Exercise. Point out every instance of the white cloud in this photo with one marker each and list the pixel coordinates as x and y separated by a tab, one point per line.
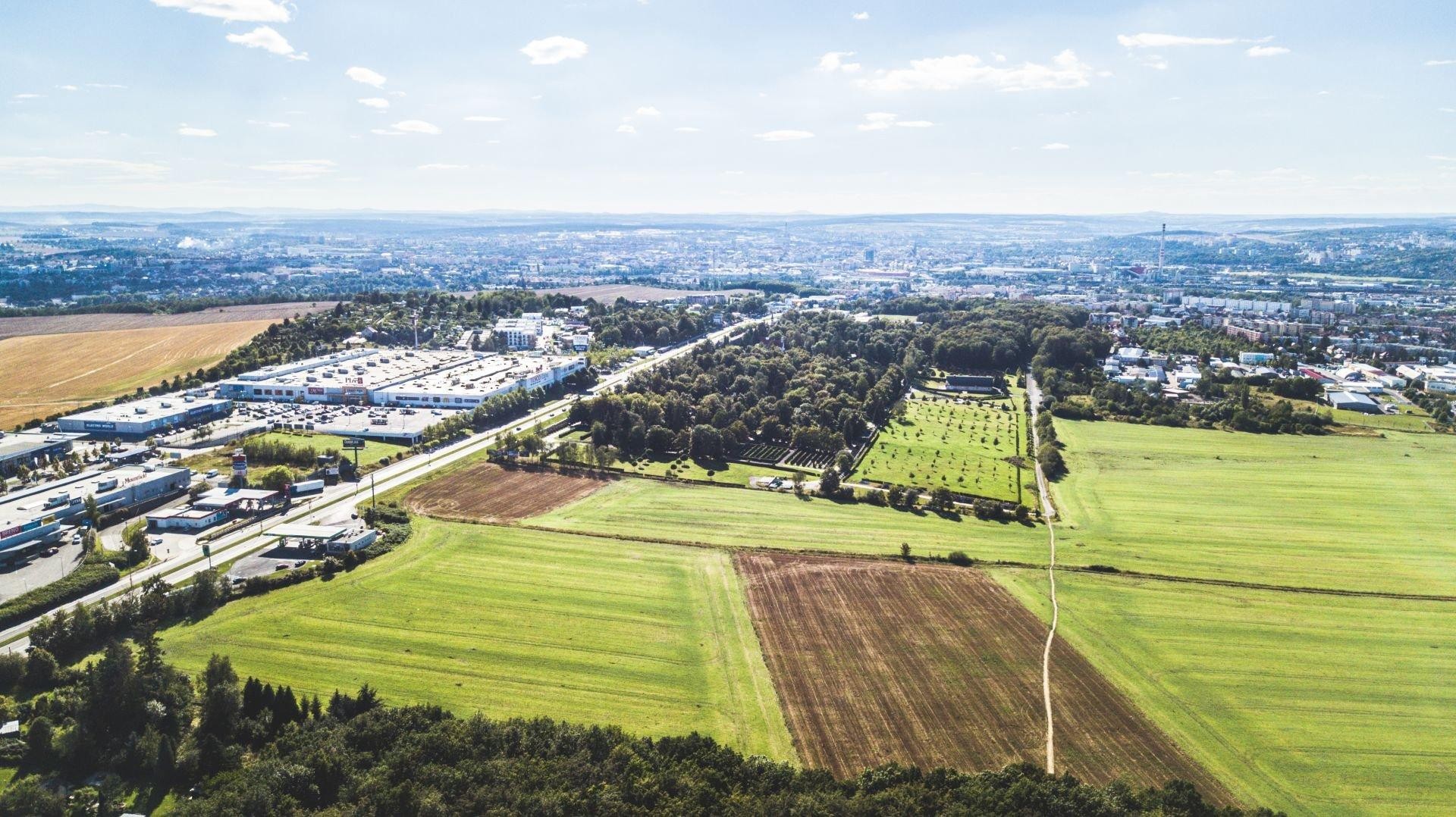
783	136
268	39
297	167
92	167
240	11
835	61
552	50
1169	39
965	70
366	76
417	127
877	121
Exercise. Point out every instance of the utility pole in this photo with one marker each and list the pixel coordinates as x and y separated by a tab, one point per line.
1163	238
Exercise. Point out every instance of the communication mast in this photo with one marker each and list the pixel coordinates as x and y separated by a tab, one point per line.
1163	238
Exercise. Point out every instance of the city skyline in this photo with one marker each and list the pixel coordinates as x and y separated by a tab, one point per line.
625	107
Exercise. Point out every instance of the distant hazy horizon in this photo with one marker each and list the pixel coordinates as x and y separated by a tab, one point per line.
631	107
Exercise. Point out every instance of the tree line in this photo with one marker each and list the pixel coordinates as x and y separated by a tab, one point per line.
134	724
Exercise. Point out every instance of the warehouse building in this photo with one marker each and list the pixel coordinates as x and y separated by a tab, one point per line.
1353	401
523	333
33	519
30	449
403	377
469	385
139	420
346	377
973	383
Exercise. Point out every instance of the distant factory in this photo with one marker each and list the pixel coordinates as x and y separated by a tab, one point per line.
139	420
400	377
34	518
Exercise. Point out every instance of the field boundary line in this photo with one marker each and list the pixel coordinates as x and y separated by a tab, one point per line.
1050	513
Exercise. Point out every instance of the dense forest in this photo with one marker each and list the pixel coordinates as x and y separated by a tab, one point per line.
814	380
128	728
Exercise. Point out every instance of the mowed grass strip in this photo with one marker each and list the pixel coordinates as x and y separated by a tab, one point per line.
44	374
517	622
1301	703
940	443
1351	513
490	493
733	518
937	666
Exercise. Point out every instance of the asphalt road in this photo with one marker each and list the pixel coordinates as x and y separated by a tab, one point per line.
188	559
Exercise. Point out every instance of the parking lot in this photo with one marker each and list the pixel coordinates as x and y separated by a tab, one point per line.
381	423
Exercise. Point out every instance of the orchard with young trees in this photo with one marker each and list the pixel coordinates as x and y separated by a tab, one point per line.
816	380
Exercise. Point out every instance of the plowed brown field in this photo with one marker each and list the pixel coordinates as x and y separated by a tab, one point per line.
490	493
937	666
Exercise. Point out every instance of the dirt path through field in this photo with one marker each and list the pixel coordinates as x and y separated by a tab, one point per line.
1049	512
881	660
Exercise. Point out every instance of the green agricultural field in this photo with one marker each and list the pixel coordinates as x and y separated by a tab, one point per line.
1335	512
758	519
963	447
514	622
1302	703
686	468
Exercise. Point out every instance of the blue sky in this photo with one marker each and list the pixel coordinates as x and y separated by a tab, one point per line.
676	105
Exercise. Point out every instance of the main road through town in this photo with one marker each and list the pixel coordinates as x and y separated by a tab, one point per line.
341	497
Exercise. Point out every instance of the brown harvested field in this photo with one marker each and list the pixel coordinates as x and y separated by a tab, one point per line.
490	493
117	321
937	666
44	374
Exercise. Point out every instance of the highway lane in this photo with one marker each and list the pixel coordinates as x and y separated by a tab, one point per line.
328	504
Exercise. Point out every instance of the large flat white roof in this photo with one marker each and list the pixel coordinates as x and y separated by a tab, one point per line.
146	409
293	531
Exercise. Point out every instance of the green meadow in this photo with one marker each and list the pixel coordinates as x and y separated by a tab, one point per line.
1334	512
1304	703
758	519
938	443
509	622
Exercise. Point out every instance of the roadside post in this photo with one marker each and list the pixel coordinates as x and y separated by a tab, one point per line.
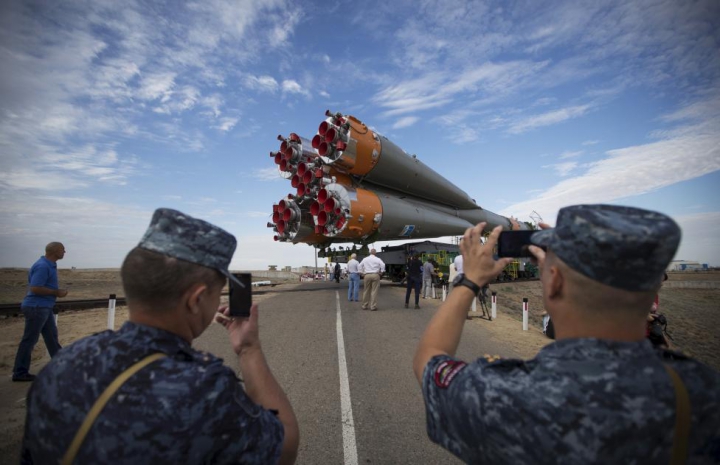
111	312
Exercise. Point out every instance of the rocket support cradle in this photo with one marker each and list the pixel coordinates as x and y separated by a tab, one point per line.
355	185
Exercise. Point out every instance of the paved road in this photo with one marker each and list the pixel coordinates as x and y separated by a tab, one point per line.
299	332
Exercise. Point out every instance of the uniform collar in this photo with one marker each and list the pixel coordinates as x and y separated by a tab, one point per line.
155	339
590	348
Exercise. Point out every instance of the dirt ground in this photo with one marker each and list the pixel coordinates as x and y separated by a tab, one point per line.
693	314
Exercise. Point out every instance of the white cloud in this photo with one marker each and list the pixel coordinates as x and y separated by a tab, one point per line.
570	154
226	124
257	214
261	83
563	169
438	88
156	86
405	122
292	87
699	238
267	174
95	233
689	152
547	119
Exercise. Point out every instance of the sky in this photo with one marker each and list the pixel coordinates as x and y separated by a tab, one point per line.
109	110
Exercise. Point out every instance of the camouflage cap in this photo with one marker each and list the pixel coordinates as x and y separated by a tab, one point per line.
624	247
181	236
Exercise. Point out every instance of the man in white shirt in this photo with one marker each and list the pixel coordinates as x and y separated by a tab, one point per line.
354	278
428	273
458	264
371	268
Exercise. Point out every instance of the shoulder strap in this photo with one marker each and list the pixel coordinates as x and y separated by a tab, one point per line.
682	418
100	404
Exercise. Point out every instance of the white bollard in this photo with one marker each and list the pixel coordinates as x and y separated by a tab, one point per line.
111	312
494	305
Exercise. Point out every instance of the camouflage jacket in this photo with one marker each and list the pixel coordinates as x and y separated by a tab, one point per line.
578	401
185	408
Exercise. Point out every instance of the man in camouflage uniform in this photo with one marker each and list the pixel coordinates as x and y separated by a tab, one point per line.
601	393
186	407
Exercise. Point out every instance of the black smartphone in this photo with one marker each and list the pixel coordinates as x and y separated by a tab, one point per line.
514	244
241	297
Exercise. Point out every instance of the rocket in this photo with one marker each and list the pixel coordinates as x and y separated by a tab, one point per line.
353	184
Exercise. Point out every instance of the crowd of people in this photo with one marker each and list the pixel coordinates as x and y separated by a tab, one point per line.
599	394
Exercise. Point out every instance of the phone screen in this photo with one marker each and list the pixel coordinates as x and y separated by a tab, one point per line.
241	298
514	244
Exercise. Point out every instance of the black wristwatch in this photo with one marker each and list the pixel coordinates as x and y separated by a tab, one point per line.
461	280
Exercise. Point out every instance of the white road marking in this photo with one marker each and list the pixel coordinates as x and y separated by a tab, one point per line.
349	445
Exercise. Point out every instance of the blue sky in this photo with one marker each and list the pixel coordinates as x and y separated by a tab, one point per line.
111	109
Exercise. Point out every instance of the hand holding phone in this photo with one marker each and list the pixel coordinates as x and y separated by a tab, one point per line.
514	244
241	296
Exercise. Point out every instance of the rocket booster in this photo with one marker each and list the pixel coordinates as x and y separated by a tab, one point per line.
355	185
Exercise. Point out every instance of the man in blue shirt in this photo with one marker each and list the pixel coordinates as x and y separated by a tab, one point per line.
37	306
143	394
599	394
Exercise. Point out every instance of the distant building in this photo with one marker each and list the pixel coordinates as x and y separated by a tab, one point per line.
686	265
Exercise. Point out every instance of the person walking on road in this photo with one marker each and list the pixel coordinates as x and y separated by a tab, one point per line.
371	268
601	393
353	278
37	308
336	272
143	394
414	279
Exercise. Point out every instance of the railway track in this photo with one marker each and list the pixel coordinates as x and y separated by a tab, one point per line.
13	310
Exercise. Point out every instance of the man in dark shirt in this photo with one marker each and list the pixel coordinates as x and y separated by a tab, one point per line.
37	307
601	393
176	404
413	274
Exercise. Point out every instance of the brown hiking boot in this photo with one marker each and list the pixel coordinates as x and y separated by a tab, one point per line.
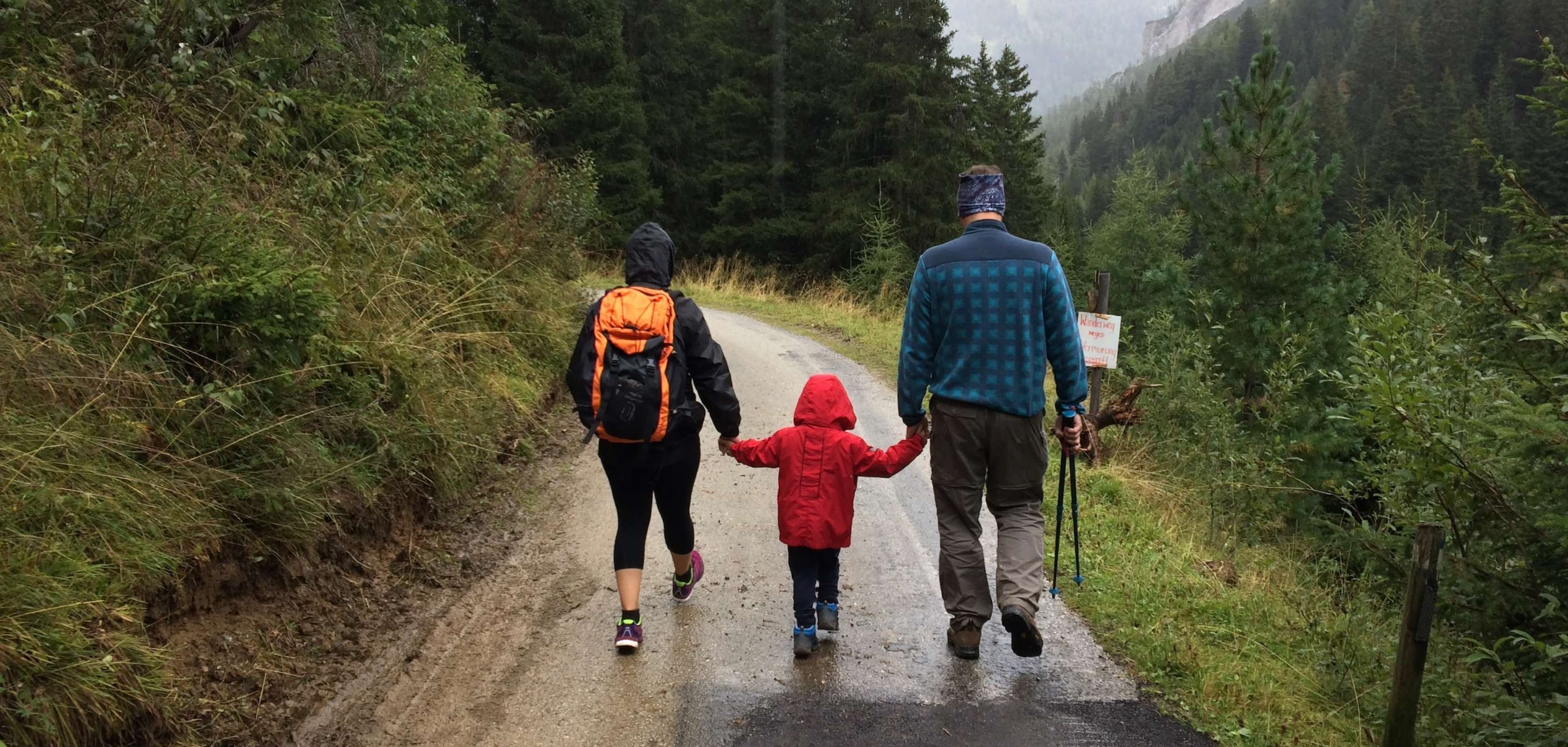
963	638
1026	636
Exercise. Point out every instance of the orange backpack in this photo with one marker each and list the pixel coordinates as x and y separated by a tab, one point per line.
634	337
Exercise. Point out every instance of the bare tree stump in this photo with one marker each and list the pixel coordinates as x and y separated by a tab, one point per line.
1120	412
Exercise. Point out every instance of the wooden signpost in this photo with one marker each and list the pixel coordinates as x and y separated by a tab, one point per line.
1415	633
1101	335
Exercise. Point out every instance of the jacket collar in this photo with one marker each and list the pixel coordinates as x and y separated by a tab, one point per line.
985	225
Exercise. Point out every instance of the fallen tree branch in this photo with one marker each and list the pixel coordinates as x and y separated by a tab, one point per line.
1120	412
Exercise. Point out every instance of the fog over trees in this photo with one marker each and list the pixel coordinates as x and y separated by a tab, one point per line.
1067	44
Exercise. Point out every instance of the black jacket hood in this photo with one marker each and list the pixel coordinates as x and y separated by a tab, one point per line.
650	256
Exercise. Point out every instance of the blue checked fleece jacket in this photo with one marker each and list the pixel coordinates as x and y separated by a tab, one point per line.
985	314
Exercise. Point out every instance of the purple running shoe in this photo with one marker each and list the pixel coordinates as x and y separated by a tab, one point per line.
683	592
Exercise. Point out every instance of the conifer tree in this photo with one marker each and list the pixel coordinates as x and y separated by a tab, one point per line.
1257	197
669	42
568	59
896	109
1018	147
1407	145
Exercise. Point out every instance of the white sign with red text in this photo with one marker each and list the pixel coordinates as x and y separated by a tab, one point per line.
1101	335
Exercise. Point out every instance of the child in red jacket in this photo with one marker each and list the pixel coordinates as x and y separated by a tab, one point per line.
819	464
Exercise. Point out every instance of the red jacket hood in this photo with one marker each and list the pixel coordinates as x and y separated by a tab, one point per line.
826	404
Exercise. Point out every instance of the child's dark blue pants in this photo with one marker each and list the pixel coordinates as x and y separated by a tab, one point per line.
816	573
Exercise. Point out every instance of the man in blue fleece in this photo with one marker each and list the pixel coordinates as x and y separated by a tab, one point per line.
987	311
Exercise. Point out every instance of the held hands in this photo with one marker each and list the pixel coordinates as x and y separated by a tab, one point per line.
1070	432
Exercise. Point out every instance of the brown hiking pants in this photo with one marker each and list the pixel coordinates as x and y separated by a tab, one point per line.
984	452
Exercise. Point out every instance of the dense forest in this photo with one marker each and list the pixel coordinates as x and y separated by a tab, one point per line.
1398	90
761	127
1347	270
1065	43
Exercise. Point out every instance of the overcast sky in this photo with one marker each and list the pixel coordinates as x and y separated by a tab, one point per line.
1067	44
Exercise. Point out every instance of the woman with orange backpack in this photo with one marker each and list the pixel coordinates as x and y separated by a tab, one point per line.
642	352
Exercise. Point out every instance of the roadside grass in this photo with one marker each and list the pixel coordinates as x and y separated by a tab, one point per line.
1272	655
238	316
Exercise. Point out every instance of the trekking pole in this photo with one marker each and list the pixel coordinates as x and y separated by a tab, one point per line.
1078	567
1056	555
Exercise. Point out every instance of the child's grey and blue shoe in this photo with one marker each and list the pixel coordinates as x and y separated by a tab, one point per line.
628	636
828	616
805	641
683	589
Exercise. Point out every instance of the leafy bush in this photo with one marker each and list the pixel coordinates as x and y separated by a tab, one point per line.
244	285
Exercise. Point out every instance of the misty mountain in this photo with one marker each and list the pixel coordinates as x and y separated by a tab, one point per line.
1067	44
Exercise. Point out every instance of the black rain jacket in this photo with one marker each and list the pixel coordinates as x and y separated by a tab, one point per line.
= = = = = = =
_Aim of the exercise_.
Please rescale the lines starting at the one containing "Exercise. Point out every instance of the man in blue fleece" and ending at the end of the entries, writing out only those lines in full, wording included. Multiply every pixel coordinate in the answers by 0.45 and round to whole numbers, with halves rounded up.

_Reply_.
Exercise. Point out every instance of the man in blue fleece in this photo with one marker each and list the pixel coordinates as x and y separated by a tab, one point per line.
444	140
Exercise. Point out every instance of the held hands in this photo with one marker each and list the pixel coordinates as x and y separated by a tab, one point per line.
482	194
Exercise. Point out every instance of the brown hiking pants in this photo with one marker each and list the pixel coordinates as x and y separated by a tab, one point per line.
443	203
Exercise. Point out every instance of the dense forest in this photo with one marker each and list the pixel coordinates as x and y separated by a tab, one point per line.
629	41
342	57
606	122
479	19
Exercise. Point out every instance of the overcast sky in this photo with one marker each and list the pixel coordinates as x and y separated by a tab, one point per line.
480	20
Exercise. Point out every instance of the woman with orange backpack in this photo with one marker each and list the pixel coordinates as x and y separated by a tab, one point per line.
289	158
Exercise. Point out every instance of the roadside grass in this photo with one marker each and list the pixel coordinates as x and y separated by a tab, one point per line.
572	295
107	142
Exercise. Point out every instance of the trekking pole in this photo with one marker each and list the pixel coordinates as x and y separated by a tab, one point per line.
485	255
475	250
Exercise. Point out every instance of the child's grey and blue shoe in this photo with one marker each and list the pixel coordinates as x and y separated by a tab, one point per line.
283	286
373	277
362	288
307	265
Exercise. Point out every instance of the leafy bush in this photo with one marker each and list the pixel coordinates as x and y separated by a tab, one point per line.
110	128
Exercise. Point out every instance of the misty mountain in this photo with one marker each and list the pixel coordinates as x and y separated by a tab, one point per line.
480	20
Exercise. Point out every instance of the black rain jacket in this photo with one marker each and list the pixel coordinates as x and y separated by a tab, one point per line.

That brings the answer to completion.